-- Items listed in a dataset --

::::::::

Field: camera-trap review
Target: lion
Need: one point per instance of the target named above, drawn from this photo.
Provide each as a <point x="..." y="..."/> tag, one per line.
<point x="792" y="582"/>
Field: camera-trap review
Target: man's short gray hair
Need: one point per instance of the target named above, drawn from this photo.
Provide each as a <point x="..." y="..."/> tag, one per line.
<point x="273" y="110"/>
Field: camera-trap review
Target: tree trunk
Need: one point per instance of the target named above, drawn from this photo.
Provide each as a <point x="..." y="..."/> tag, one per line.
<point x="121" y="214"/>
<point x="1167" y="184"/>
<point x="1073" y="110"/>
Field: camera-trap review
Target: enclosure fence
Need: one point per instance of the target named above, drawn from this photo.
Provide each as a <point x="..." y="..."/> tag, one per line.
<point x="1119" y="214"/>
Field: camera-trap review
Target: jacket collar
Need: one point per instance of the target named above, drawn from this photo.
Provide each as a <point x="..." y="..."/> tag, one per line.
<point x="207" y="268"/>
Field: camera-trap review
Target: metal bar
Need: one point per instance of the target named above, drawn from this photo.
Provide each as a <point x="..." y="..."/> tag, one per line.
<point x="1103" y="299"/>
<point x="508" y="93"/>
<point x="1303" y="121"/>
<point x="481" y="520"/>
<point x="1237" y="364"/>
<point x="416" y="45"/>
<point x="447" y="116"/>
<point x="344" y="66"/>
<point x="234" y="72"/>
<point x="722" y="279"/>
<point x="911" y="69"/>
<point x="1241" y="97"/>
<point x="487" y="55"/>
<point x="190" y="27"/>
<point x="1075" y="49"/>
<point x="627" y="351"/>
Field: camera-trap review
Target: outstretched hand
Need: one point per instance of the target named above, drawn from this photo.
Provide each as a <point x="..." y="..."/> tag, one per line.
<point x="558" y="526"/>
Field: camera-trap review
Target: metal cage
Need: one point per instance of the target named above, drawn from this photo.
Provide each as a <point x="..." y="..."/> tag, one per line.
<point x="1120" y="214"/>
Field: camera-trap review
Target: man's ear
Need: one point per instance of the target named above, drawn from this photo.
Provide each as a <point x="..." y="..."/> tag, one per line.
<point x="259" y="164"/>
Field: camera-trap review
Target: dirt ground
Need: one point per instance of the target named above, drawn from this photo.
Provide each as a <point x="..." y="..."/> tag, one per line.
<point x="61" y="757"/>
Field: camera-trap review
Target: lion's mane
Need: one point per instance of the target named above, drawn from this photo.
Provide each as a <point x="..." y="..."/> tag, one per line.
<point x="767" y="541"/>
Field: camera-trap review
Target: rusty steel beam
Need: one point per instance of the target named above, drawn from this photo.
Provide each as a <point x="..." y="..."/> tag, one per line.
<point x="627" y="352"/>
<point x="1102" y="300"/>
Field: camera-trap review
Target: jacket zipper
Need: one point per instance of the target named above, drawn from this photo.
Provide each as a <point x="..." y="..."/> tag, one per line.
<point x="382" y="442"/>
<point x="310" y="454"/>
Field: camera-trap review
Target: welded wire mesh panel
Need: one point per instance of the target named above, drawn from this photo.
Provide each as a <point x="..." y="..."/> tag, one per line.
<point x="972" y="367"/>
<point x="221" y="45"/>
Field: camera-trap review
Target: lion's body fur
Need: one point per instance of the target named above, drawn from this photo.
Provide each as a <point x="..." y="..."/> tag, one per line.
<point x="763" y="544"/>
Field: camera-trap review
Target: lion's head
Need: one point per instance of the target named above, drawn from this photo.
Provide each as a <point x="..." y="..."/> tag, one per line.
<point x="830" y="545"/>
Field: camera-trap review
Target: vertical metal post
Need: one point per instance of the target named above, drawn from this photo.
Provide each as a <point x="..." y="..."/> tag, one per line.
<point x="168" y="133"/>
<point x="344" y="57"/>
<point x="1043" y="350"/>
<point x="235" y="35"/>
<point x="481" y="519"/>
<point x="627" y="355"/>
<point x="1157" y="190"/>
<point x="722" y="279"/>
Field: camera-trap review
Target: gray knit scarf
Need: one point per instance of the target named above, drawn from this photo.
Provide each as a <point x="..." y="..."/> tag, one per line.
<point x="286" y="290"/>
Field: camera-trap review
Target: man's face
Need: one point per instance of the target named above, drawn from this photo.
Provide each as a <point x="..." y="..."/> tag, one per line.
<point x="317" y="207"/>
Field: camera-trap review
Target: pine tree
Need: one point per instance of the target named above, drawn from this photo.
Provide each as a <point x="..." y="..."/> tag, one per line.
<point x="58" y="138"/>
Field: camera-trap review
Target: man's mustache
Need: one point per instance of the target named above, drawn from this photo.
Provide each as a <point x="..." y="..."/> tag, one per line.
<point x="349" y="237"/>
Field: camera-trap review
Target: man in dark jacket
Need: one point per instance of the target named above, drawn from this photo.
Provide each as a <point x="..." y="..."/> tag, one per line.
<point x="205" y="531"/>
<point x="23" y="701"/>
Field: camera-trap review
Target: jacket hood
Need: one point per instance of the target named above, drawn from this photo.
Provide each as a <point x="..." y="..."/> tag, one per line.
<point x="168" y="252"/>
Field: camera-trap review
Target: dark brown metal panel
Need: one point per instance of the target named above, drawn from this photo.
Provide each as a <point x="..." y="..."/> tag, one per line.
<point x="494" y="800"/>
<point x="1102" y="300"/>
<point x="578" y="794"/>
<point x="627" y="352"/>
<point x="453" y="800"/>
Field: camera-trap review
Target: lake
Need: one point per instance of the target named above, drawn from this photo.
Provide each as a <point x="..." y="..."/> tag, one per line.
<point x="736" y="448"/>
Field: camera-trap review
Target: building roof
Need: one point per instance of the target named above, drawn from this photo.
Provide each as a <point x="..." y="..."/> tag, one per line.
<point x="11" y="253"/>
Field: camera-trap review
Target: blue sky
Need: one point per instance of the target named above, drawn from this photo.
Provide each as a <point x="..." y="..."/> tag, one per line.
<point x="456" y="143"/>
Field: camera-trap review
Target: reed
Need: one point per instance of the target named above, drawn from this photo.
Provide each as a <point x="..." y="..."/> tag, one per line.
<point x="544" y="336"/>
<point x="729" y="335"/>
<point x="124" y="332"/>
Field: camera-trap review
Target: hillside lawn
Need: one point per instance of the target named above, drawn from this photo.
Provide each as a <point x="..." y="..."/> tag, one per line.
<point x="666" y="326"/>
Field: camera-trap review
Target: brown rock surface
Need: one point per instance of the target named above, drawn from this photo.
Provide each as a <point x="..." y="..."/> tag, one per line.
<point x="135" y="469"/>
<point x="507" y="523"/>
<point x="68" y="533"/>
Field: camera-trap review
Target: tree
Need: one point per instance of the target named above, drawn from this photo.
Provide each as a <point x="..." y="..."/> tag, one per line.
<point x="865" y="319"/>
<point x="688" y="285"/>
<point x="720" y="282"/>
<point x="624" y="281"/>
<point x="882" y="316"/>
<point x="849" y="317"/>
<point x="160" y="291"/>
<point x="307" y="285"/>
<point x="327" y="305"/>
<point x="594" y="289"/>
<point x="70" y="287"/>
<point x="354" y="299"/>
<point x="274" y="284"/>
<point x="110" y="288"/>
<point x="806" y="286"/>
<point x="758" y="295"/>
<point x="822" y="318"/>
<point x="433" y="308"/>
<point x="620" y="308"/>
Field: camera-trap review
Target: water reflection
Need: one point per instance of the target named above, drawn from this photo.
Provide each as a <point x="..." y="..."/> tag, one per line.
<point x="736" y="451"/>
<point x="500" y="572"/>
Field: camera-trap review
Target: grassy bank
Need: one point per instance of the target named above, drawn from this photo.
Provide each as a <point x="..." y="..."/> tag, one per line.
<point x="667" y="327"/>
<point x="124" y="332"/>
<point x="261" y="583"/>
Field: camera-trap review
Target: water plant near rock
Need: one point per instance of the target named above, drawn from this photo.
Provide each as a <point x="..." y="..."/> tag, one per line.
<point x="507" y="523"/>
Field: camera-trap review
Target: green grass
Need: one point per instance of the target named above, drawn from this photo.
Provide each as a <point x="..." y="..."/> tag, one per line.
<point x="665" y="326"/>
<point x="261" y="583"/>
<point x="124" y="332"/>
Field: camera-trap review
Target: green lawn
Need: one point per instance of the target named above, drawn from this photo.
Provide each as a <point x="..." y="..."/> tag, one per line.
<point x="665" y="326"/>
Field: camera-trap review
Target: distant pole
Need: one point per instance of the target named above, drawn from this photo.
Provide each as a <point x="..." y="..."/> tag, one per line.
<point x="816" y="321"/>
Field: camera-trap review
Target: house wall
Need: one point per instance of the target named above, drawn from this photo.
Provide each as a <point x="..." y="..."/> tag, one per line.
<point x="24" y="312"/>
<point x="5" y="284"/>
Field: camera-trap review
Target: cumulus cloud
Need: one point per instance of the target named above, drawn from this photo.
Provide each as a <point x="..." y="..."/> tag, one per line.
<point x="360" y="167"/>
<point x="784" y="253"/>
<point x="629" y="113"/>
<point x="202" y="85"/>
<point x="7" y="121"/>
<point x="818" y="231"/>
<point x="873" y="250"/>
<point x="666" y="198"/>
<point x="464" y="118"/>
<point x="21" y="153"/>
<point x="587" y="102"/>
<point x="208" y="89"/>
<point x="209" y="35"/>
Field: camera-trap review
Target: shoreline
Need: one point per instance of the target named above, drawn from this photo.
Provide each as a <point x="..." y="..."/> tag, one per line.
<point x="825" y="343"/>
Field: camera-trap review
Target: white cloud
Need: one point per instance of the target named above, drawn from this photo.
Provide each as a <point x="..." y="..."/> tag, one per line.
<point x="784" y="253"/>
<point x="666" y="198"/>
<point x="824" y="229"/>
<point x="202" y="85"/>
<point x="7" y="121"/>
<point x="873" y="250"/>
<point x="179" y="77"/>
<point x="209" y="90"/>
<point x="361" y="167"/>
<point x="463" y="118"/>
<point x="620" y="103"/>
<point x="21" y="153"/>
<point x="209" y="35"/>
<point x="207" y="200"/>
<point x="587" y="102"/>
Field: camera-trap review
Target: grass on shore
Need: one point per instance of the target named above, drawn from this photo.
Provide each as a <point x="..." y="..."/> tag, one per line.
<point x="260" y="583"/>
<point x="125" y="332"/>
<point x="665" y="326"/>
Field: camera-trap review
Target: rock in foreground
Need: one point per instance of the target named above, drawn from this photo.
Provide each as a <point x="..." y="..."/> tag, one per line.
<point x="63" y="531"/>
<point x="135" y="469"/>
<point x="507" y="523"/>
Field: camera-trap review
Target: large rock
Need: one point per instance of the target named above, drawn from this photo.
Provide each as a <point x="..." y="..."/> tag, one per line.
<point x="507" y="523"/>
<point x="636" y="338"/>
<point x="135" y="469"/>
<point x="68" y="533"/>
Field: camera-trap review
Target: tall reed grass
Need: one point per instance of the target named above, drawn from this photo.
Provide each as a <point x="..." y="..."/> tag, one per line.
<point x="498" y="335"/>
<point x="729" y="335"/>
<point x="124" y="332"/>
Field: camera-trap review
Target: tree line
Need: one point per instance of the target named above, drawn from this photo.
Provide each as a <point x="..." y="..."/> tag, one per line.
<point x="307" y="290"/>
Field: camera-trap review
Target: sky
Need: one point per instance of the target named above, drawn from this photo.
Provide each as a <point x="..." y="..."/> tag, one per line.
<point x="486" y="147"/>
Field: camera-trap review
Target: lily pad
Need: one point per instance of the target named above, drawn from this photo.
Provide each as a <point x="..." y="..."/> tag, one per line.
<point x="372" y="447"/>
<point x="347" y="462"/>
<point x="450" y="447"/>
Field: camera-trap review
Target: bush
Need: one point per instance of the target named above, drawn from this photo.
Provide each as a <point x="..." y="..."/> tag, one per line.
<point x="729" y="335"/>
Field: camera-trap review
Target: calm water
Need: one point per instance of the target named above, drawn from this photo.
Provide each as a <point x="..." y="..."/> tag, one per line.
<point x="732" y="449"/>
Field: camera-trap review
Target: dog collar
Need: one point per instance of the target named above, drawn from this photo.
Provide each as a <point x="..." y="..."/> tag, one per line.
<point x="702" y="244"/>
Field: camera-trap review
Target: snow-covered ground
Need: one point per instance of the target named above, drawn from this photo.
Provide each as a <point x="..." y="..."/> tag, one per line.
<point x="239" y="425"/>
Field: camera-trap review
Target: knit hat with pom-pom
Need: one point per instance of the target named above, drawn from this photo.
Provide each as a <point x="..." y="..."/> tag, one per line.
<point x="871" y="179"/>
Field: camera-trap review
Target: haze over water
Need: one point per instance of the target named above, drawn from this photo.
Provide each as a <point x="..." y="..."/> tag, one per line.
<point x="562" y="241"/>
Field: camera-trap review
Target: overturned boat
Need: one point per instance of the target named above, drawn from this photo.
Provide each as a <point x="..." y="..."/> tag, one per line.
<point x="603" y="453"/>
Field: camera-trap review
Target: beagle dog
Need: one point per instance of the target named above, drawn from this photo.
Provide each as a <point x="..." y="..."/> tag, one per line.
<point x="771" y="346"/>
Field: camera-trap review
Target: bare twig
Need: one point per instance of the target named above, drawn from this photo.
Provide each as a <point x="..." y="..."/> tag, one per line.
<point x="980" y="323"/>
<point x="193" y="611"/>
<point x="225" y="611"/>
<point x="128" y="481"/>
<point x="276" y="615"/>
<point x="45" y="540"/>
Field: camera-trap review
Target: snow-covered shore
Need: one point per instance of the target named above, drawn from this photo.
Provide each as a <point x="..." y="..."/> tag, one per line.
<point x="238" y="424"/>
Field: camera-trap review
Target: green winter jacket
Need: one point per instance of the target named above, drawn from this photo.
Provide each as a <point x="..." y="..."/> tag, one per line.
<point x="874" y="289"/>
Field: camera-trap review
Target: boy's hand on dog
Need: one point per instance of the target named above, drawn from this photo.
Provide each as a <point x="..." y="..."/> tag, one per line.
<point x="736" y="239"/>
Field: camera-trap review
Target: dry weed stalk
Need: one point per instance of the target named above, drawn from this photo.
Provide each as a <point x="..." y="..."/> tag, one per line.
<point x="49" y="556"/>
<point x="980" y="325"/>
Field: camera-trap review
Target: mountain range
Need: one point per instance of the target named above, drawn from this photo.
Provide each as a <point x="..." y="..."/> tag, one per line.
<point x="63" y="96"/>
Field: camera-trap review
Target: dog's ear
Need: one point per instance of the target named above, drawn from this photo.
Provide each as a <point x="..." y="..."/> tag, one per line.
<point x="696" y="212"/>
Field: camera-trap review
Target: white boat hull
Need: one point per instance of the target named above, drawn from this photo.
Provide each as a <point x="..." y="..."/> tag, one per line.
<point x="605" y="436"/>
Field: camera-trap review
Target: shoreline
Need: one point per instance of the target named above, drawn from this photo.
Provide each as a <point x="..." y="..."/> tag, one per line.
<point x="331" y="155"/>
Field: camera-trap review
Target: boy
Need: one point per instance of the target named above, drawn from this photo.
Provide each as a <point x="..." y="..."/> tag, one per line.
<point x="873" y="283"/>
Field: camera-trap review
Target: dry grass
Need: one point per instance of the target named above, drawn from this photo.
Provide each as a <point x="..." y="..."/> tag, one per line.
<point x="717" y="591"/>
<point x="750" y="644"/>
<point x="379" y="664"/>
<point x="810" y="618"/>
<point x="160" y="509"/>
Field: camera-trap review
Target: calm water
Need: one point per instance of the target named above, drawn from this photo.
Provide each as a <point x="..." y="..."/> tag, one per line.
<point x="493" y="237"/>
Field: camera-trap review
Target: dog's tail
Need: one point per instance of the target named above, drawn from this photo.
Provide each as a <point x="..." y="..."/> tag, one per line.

::::::::

-- What you will do --
Count how many lines in the entries above contain the string "rock". Case counts, and your reply should be the number alone.

-- Exercise output --
4